# START OF PROVIDED INFORMATION

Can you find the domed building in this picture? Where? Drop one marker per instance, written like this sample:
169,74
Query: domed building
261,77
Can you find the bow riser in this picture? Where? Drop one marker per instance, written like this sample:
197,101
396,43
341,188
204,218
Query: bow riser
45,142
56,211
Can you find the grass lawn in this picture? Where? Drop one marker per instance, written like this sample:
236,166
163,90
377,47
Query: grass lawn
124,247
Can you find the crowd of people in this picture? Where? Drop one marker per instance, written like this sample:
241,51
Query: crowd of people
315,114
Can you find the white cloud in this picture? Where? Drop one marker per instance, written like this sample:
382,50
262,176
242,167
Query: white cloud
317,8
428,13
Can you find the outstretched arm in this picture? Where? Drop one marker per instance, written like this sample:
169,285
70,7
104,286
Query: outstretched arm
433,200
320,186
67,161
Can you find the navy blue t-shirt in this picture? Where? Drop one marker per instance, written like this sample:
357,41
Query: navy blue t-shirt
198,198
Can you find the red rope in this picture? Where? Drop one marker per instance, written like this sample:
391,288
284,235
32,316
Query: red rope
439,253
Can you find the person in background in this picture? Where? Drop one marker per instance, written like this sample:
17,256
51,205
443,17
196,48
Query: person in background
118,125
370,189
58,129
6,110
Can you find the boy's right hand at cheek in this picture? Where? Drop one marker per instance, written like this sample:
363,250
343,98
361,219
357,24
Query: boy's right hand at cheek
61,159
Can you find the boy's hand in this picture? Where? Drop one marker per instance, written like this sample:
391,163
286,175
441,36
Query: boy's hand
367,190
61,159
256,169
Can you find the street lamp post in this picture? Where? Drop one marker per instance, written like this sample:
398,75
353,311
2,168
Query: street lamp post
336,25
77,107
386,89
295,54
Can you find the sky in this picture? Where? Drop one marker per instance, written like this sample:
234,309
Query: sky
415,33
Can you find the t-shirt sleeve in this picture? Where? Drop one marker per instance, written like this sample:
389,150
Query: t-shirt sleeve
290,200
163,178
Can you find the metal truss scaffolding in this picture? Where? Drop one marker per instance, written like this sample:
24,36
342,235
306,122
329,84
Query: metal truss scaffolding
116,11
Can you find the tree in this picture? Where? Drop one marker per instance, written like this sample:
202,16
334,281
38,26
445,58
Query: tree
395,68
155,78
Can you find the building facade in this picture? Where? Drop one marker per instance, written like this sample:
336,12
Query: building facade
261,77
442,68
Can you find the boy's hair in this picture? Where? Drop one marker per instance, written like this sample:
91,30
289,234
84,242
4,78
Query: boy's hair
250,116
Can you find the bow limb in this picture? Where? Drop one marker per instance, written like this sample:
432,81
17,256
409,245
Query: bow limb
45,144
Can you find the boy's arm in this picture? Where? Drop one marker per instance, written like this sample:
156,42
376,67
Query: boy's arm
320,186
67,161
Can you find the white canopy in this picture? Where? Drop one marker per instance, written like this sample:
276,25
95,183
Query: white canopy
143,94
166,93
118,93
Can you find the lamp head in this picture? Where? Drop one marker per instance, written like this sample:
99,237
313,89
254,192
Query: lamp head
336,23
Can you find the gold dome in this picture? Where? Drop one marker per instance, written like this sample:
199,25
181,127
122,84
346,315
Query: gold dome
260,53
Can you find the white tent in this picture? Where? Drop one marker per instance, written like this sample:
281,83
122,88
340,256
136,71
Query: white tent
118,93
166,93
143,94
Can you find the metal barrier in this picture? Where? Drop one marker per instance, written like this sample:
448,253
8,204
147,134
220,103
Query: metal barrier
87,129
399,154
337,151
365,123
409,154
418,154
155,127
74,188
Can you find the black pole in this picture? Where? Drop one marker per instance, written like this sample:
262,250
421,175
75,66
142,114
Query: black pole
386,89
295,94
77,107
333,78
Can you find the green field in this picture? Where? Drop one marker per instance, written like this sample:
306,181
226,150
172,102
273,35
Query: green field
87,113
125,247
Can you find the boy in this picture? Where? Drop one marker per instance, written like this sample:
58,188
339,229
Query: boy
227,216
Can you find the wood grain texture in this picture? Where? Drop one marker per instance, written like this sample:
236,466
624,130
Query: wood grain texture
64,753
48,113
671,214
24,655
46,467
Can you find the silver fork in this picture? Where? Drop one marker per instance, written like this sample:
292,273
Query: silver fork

# END OF PROVIDED INFORMATION

## REQUIREMENTS
Repeat everything from the line containing "Can you find the wood" down to the last of the lines above.

## FULL RESPONSE
Can you find the wood grain texture in this picture? Where? Drop one marker per instance, written like this sample:
236,466
624,130
Query: wood grain texture
64,753
48,113
671,214
24,655
46,467
Can you find the silver fork in this picture? Where? Drop one marker per instance, written like this sample:
292,273
Query: silver fork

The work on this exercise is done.